▶ Tugas Latihan 1: Susun semua baris catatan, dari baris yang memuat "If you could pick out the white bedding" sampai akhir catatan, sebagai daftar JSON berisi string dengan satu string untuk setiap baris. Baris kosong tidak perlu dimasukkan.

Clock Magic Wand Quran Compass Menu
Image vina fitrotun nisa

Membumikan Isu Global Warming

Eduaksi | Friday, 20 May 2022, 13:17 WIB
Sumber: https://environment-indonesia.com/pahami-pemanasan-global-warming-dan-ancamannya/

Berbicara tentang krisis iklim sama halnya dengan berbicara tentang kepunahan ummat manusia. Bagaimana tidak, ramalan-ramalan ilmuwan tentang nasib bumi di masa depan tak bisa di anggap sepele, karena didasari dengan ilmu pengetahuan.

Jika kita bicara tentang ramalan mungkin jawabannya dua, bisa benar-benar terjadi atau tidak, namun berkaitan dengan krisis ini, pertanyaanya apakah kerusakan tersebut akan cepat terjadi atau lambat terjadi. Dan yang menjadi penentu dari jawaban di atas adalah usaha manusia sendiri.

▶ Data pelabelan koordinat:
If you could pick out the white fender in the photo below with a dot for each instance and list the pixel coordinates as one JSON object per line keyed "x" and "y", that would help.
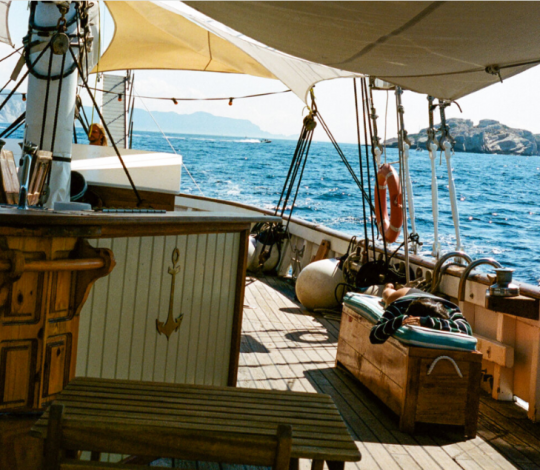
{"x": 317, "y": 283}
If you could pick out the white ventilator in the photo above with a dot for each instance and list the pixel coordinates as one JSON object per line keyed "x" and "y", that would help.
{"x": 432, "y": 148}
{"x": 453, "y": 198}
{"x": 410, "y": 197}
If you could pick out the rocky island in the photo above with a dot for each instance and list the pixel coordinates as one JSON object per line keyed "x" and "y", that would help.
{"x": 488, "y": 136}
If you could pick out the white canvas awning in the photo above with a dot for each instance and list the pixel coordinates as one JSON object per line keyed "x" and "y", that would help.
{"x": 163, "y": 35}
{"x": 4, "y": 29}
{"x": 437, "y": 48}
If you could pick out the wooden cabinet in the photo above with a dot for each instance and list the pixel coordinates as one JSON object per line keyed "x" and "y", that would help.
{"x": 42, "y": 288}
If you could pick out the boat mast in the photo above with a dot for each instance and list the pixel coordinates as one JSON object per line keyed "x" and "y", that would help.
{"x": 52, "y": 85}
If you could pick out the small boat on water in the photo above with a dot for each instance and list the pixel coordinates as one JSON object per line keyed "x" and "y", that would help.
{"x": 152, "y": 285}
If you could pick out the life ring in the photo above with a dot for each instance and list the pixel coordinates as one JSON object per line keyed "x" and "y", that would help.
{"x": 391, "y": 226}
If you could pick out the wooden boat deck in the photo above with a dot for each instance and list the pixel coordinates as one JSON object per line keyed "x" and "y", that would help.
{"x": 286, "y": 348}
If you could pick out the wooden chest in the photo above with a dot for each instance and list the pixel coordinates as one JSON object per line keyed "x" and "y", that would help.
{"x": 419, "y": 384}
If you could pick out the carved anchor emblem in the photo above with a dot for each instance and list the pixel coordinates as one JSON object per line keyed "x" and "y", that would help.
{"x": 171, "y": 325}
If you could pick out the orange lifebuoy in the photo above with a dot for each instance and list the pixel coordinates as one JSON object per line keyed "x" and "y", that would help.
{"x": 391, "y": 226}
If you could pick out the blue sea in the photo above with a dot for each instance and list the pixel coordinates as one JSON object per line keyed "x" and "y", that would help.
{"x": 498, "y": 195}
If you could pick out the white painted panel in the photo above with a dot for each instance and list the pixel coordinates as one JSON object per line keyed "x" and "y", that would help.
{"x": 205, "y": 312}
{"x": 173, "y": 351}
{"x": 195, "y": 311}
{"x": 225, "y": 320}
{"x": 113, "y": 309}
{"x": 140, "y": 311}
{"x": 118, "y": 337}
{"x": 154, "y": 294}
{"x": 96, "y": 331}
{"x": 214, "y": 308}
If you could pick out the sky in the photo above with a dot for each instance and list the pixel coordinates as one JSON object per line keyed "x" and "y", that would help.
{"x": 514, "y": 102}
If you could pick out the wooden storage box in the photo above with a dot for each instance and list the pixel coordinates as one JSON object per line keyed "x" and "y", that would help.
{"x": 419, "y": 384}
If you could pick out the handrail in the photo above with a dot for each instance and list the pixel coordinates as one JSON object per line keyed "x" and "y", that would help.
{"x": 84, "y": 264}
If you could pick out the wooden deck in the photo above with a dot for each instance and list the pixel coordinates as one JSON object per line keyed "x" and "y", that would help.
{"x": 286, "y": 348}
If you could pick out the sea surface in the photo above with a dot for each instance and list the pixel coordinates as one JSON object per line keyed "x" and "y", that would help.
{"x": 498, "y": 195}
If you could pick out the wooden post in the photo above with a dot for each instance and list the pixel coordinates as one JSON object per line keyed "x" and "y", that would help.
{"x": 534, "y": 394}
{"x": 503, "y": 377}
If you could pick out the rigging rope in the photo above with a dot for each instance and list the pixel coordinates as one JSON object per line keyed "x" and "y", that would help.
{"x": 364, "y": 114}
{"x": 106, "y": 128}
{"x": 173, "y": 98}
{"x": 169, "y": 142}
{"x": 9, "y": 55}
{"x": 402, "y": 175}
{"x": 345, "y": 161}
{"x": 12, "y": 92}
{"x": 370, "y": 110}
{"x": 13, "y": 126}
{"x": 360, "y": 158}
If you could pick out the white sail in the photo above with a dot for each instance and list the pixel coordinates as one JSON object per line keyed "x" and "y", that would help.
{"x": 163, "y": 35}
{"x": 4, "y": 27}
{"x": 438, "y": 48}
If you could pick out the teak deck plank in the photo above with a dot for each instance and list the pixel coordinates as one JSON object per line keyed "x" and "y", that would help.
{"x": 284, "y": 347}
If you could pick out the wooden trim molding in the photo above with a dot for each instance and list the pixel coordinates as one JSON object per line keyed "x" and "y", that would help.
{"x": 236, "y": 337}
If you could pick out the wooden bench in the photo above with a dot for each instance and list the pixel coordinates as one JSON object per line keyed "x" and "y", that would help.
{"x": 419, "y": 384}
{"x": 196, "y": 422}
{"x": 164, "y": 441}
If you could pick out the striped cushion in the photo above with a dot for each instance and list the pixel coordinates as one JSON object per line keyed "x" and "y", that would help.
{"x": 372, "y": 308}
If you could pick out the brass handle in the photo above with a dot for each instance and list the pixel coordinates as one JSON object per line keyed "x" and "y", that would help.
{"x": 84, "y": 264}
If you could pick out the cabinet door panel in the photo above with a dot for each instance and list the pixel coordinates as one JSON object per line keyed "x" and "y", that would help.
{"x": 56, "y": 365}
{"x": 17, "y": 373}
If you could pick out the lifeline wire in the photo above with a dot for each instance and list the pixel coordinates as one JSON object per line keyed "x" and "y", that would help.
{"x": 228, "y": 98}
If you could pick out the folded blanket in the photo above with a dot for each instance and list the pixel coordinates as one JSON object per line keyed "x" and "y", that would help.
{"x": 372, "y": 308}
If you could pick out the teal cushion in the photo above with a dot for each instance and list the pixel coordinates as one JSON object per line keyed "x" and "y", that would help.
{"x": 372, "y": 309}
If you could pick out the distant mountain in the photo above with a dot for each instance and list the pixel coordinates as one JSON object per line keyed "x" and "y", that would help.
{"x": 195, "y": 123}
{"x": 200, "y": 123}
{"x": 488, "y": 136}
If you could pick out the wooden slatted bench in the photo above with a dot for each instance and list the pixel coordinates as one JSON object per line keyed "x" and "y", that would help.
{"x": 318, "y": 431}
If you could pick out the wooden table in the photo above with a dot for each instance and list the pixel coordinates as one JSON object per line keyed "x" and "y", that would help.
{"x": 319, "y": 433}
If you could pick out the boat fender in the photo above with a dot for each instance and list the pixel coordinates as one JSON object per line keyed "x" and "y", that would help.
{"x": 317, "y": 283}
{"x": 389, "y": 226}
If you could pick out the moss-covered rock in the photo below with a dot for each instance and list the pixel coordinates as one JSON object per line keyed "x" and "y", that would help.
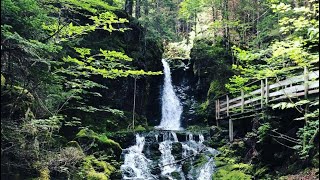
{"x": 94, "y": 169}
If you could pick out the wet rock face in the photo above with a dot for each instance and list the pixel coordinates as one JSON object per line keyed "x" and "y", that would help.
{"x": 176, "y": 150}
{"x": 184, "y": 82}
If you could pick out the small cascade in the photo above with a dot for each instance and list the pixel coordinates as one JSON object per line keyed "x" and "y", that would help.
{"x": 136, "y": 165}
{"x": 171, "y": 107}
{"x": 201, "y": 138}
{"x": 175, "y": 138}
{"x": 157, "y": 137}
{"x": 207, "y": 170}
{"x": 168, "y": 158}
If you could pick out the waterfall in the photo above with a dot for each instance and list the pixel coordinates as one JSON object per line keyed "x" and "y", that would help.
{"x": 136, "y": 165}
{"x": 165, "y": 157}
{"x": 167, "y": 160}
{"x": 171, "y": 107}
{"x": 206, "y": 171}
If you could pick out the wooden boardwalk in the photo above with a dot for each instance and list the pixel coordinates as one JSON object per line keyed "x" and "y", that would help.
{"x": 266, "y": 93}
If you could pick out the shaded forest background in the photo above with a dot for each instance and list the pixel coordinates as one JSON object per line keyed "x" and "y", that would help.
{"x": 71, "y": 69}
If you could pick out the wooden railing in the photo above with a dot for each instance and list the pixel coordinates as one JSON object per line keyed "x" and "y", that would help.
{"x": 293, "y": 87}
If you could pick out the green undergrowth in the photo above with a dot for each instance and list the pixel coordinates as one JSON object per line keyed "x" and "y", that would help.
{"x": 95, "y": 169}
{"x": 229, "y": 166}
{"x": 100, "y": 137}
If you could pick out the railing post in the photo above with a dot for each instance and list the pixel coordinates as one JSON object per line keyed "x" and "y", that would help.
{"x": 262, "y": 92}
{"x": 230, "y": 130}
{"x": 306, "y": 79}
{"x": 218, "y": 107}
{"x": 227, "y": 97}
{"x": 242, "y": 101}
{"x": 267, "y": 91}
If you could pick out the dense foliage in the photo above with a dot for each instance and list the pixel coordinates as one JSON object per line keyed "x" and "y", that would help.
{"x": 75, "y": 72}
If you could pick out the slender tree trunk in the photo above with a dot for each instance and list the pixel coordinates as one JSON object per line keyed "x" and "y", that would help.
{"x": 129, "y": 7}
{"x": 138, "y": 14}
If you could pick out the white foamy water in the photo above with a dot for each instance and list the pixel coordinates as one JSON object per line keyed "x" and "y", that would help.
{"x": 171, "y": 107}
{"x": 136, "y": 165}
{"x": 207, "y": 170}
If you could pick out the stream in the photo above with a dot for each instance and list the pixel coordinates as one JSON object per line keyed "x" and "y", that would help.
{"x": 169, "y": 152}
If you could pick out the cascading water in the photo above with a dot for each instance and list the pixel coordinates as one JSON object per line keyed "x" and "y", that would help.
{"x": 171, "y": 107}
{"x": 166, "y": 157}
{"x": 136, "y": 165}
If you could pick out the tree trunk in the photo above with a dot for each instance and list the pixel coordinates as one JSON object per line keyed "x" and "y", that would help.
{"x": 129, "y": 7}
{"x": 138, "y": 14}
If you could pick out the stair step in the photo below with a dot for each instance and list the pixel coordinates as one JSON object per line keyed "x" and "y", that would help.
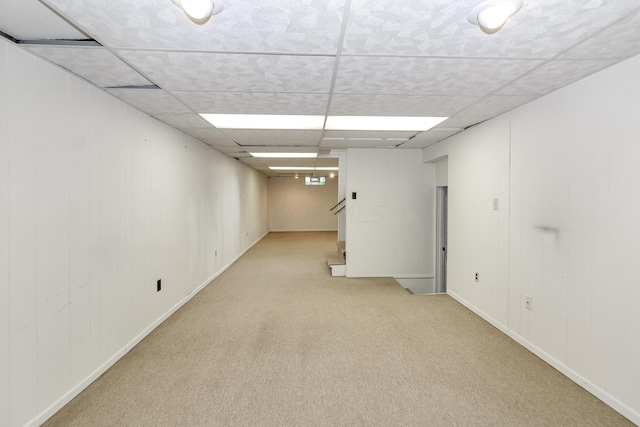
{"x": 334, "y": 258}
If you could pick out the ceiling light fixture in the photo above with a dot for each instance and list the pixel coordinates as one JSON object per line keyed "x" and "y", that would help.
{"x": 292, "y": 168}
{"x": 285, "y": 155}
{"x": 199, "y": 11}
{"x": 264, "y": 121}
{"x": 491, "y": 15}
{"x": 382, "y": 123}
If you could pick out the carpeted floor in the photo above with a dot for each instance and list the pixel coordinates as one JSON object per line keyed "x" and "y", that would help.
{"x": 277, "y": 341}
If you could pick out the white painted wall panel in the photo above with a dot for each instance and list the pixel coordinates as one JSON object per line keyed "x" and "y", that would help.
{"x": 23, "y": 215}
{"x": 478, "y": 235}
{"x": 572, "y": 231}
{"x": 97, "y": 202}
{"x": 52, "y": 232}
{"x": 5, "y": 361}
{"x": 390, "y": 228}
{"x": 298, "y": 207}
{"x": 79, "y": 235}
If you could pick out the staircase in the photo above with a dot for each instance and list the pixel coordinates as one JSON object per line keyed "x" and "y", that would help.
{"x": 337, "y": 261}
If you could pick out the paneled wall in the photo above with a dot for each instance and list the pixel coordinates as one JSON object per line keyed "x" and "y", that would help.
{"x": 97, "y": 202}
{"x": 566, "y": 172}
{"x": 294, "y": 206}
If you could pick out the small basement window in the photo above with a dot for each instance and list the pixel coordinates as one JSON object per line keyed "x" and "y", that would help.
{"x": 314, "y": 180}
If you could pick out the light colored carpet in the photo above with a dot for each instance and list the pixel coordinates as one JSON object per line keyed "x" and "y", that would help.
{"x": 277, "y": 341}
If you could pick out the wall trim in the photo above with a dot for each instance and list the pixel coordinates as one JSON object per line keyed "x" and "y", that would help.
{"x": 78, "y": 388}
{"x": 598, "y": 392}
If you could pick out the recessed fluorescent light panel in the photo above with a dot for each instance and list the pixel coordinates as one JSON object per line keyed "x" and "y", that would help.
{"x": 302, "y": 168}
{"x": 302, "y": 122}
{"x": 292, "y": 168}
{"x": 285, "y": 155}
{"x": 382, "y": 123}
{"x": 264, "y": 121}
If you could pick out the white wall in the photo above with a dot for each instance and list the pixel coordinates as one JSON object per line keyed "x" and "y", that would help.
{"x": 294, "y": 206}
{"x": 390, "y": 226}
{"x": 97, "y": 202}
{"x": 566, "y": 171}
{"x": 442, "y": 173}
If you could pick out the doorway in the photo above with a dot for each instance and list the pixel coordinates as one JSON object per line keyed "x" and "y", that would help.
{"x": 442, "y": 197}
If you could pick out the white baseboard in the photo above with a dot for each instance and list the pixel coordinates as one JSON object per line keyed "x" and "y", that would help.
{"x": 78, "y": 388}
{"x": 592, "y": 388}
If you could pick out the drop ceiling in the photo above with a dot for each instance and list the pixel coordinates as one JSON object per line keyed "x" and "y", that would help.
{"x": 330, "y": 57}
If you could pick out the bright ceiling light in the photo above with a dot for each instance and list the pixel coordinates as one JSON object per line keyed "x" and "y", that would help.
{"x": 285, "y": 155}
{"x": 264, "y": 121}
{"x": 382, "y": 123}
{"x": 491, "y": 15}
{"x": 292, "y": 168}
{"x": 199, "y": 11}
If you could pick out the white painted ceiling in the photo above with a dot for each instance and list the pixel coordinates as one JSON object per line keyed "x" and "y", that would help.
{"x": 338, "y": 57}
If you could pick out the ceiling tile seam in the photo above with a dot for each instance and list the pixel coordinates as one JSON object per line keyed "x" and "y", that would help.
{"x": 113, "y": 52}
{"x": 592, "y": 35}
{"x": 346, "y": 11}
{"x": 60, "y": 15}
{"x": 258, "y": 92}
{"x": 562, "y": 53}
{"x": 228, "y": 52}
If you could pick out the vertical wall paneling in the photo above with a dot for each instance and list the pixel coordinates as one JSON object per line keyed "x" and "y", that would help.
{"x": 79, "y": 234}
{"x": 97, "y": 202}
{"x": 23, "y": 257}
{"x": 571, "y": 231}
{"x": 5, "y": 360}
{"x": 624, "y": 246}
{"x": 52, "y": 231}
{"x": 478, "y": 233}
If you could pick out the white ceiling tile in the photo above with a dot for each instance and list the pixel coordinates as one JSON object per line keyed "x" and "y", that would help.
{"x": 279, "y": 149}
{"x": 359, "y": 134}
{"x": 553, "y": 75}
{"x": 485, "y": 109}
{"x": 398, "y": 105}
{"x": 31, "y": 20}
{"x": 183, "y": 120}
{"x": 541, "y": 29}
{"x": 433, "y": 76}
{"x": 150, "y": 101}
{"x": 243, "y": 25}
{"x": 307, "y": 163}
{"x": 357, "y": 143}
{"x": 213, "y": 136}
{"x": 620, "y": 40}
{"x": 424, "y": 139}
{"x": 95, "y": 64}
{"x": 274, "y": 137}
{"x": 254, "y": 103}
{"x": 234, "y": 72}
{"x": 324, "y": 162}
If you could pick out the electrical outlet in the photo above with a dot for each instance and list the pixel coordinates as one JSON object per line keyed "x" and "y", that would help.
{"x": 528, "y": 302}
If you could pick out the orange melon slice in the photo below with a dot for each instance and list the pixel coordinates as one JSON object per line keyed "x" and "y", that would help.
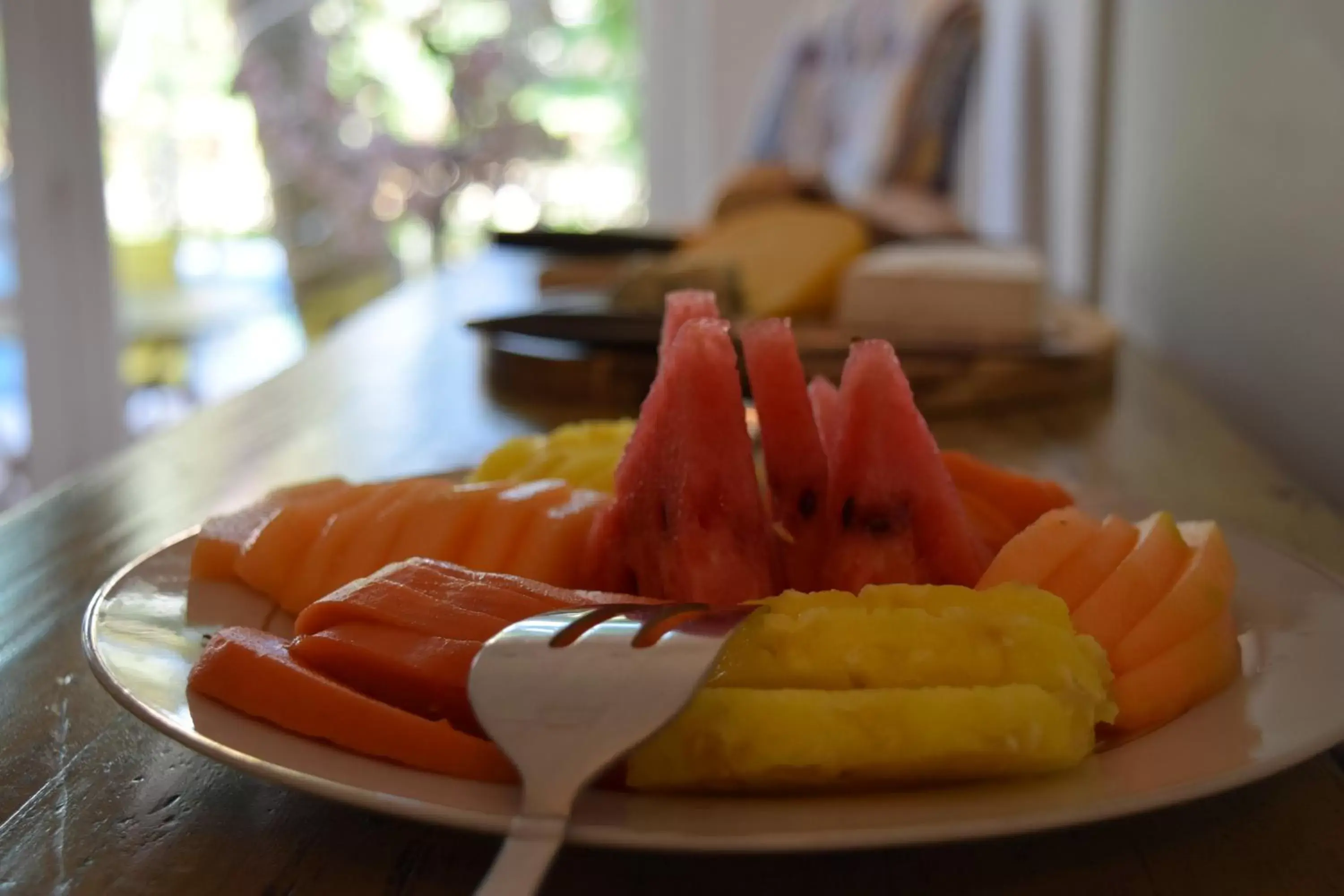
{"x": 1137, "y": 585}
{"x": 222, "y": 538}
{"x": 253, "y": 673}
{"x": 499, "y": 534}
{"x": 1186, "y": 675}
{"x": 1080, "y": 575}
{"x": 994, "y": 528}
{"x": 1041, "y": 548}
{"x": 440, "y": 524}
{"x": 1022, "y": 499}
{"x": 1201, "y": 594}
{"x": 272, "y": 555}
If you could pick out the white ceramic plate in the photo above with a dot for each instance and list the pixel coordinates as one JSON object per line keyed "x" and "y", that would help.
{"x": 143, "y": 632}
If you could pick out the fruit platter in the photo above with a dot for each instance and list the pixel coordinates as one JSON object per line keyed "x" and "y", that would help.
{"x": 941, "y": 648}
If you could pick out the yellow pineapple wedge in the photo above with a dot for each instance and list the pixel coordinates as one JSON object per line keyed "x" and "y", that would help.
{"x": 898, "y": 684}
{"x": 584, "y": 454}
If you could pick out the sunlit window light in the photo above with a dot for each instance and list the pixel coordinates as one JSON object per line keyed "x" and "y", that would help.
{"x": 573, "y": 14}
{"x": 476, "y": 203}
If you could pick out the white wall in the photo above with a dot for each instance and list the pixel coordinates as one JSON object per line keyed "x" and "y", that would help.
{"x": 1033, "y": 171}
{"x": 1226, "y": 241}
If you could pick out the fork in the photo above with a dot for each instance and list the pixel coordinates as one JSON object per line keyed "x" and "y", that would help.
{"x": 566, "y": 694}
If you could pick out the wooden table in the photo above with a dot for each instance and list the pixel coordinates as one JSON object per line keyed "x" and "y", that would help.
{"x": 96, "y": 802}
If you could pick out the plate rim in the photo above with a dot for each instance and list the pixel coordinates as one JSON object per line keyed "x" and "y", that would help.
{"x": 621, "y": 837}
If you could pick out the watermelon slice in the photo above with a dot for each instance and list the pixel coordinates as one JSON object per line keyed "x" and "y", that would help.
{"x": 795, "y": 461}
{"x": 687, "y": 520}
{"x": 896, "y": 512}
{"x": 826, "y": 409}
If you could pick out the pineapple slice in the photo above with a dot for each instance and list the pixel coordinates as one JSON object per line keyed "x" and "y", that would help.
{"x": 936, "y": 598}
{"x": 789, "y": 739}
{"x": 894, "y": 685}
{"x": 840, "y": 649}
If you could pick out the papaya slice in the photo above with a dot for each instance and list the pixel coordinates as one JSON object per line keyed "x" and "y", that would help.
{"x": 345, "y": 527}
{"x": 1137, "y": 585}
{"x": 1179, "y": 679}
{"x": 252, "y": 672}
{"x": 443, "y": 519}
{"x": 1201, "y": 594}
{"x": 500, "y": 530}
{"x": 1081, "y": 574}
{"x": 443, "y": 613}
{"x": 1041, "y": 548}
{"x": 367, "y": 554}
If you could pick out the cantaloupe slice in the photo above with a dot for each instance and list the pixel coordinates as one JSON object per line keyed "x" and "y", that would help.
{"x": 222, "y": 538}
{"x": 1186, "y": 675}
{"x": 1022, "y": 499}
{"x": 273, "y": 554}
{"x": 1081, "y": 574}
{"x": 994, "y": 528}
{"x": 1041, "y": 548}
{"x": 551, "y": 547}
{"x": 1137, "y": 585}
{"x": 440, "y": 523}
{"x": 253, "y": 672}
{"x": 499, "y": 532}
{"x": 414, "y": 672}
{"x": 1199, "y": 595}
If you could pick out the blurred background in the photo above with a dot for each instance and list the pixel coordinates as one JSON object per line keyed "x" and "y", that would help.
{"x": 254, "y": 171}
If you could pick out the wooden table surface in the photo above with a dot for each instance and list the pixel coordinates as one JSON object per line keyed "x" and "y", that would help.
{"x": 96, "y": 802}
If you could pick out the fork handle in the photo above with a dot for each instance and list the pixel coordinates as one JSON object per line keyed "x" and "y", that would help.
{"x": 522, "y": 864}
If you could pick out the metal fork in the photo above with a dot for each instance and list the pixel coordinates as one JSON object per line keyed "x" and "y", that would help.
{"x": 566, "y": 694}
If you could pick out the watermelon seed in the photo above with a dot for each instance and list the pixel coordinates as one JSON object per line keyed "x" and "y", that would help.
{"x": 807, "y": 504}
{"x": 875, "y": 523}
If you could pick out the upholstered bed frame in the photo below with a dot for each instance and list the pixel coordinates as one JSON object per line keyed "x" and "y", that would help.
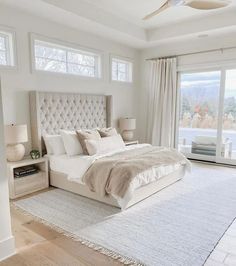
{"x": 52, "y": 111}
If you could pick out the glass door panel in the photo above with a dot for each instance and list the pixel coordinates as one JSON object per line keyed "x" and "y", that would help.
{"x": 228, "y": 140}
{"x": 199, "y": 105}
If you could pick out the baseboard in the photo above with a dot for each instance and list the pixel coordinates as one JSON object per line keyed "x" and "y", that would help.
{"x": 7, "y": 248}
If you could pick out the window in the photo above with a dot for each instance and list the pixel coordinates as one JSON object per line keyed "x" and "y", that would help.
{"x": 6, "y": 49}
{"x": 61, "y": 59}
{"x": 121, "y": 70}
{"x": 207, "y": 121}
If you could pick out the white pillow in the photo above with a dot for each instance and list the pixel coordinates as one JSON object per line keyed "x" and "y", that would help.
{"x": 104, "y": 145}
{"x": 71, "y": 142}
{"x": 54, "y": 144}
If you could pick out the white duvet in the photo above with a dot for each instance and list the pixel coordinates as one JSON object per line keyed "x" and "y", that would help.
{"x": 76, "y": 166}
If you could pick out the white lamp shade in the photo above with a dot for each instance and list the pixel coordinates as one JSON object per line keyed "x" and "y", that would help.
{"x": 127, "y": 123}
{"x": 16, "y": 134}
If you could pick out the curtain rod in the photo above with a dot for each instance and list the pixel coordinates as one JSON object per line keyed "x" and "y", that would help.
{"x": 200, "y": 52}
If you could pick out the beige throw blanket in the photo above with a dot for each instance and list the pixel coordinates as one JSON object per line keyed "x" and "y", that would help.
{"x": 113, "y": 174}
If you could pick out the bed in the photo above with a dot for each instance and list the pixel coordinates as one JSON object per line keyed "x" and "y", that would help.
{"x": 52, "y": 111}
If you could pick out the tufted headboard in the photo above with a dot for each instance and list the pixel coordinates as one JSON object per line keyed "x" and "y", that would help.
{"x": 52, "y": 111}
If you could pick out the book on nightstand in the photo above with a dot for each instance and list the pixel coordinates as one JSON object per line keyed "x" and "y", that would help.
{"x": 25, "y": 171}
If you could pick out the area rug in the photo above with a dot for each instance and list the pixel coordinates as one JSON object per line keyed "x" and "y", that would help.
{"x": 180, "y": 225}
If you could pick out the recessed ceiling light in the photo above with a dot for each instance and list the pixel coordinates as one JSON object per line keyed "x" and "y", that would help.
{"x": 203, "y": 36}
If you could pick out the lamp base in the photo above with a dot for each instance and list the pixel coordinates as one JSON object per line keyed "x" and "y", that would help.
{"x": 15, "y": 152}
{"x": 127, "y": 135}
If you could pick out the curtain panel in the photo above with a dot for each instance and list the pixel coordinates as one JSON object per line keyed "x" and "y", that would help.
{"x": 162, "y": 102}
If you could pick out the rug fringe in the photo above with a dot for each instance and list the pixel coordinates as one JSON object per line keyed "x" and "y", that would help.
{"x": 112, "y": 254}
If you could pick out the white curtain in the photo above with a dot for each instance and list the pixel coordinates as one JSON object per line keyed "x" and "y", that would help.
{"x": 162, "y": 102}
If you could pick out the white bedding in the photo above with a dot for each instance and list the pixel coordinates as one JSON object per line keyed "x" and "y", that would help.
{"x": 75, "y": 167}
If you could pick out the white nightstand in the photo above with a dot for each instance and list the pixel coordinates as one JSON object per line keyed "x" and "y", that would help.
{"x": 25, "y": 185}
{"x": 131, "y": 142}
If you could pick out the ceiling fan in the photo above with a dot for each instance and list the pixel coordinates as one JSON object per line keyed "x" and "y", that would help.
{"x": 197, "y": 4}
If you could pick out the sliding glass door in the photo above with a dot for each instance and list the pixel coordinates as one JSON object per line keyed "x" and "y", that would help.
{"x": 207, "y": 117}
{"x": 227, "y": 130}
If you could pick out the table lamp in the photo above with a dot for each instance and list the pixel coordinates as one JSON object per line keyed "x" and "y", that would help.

▶ Tugas Latihan 2: Teruskan teks tentang isu pemanasan global di atas, mulai setelah kalimat terakhirnya.

▶ Jawaban Tertulis 1:
[
  "If you could pick out the white bedding in the photo above with a dot for each instance and list the pixel coordinates as one JSON object per line keyed \"x\" and \"y\", that would help.",
  "{\"x\": 75, \"y\": 167}",
  "If you could pick out the white nightstand in the photo above with a dot for each instance and list the pixel coordinates as one JSON object per line keyed \"x\" and \"y\", that would help.",
  "{\"x\": 25, \"y\": 185}",
  "{\"x\": 131, \"y\": 142}",
  "If you could pick out the ceiling fan in the photo above with a dot for each instance and list the pixel coordinates as one JSON object per line keyed \"x\" and \"y\", that would help.",
  "{\"x\": 197, \"y\": 4}",
  "If you could pick out the sliding glass door in the photo above with a dot for each instance and list the pixel coordinates as one JSON object per line keyed \"x\" and \"y\", that would help.",
  "{\"x\": 207, \"y\": 117}",
  "{\"x\": 227, \"y\": 130}",
  "If you could pick out the table lamp in the photo above with a dot for each instance and list the pixel coordinates as one JSON object per line keyed \"x\" and \"y\", that would help."
]

▶ Jawaban Tertulis 2:
Ngomong-ngomong soal perubahan iklim, baru-baru ini sejumlah wilayah di Indonesia digegerkan dengan fenomena cuaca panas. Suhu tertinggi yang tercatat saat masyarakat merasakan suhu panas berada di angka 36 derajat celcius yang terjadi di daerah Jabodetabek.

Dengan fenomena suhu panas tersebut apakah masyarakat dibuat sadar dengan asalah iklim yang kian mendesak? Pertanyaanya dapat dijawab masng-masing. Namun, untuk mengukur apakah fenomena tersebut menyadarkan kita terhadap krisis iklim kita dapat melihat respon masyarakat. apakah setelah dihadapkan dengan cuaca panas tersebut kesadaran untuk peduli lingkungan meningkat atau malah biasa-biasa saja.

Berkaitan dengan pemanasan global sendiri sebenarnya melalui Paris Agreement negara-negara di dunia sudah bersepakat agar menahan suhu bumi agar tidak naik. Oleh karenanya negara-negara harus berusaha untuk menahan agar suhu bumi tidak naik lebih dari 2 derajat setiap tahunnya. Oleh karenanya untuk menepati komitmen tersebut semua negara membuat kebijakan untuk menahan agar suhu di bumi tidak terus menerus mengalami kenaikan.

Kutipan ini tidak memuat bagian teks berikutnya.